** Aim **
Gather every line in the items below that contains the string "mound". Case counts.

--------------------

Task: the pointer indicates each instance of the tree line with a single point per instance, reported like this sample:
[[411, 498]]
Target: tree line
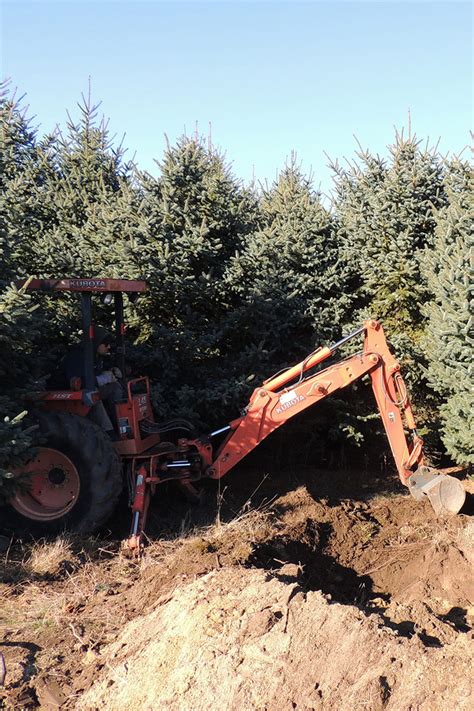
[[243, 280]]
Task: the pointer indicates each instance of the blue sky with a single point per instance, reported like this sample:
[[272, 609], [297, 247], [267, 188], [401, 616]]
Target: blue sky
[[269, 77]]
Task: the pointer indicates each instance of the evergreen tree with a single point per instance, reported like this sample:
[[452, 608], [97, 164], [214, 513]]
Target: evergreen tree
[[20, 331], [290, 276], [449, 340], [22, 173], [387, 214], [295, 294], [197, 215]]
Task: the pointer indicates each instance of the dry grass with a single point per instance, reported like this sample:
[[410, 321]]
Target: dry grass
[[49, 558]]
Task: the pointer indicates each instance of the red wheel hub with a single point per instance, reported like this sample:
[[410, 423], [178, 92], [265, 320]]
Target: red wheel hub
[[53, 486]]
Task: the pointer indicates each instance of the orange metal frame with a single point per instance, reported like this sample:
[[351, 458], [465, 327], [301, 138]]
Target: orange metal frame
[[289, 393]]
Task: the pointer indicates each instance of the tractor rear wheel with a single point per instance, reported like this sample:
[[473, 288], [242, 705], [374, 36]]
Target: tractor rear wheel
[[76, 480]]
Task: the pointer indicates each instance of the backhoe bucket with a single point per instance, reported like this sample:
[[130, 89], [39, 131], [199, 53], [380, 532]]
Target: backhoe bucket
[[446, 494]]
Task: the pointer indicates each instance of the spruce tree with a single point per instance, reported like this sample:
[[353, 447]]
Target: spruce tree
[[22, 174], [20, 333], [196, 215], [449, 341], [387, 210], [290, 276]]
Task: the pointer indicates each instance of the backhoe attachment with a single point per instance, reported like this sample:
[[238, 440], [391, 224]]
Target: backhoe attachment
[[445, 493]]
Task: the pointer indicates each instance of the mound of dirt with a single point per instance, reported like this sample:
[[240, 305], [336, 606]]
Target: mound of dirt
[[312, 601], [239, 639]]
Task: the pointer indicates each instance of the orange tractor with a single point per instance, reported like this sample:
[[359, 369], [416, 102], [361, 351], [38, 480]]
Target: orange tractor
[[78, 472]]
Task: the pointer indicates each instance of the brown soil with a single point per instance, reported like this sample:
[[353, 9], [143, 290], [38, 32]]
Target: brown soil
[[340, 593]]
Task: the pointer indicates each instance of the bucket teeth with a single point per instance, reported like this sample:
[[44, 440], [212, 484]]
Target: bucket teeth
[[446, 494]]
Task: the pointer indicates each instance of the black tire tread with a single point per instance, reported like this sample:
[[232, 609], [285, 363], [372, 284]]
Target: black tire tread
[[90, 444]]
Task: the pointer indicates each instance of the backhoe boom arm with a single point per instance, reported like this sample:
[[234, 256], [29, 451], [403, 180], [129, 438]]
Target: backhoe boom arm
[[292, 391]]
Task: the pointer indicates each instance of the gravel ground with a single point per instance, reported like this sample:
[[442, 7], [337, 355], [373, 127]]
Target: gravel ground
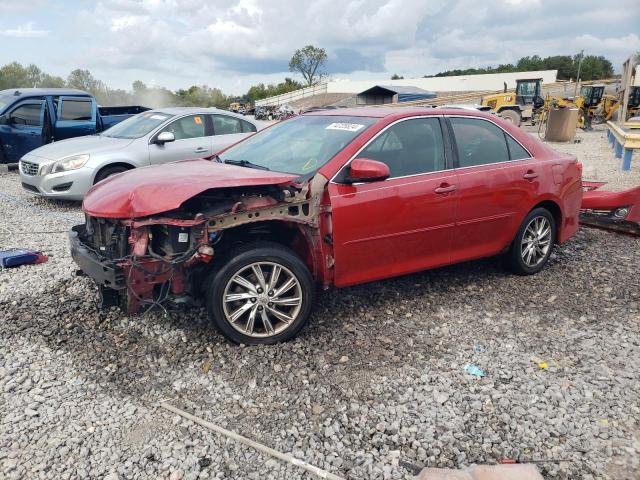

--------------------

** Full response **
Task: the pointer indicates each instance of the mound of dirt with a single point per instance, reported like this sample:
Target: mound of dirt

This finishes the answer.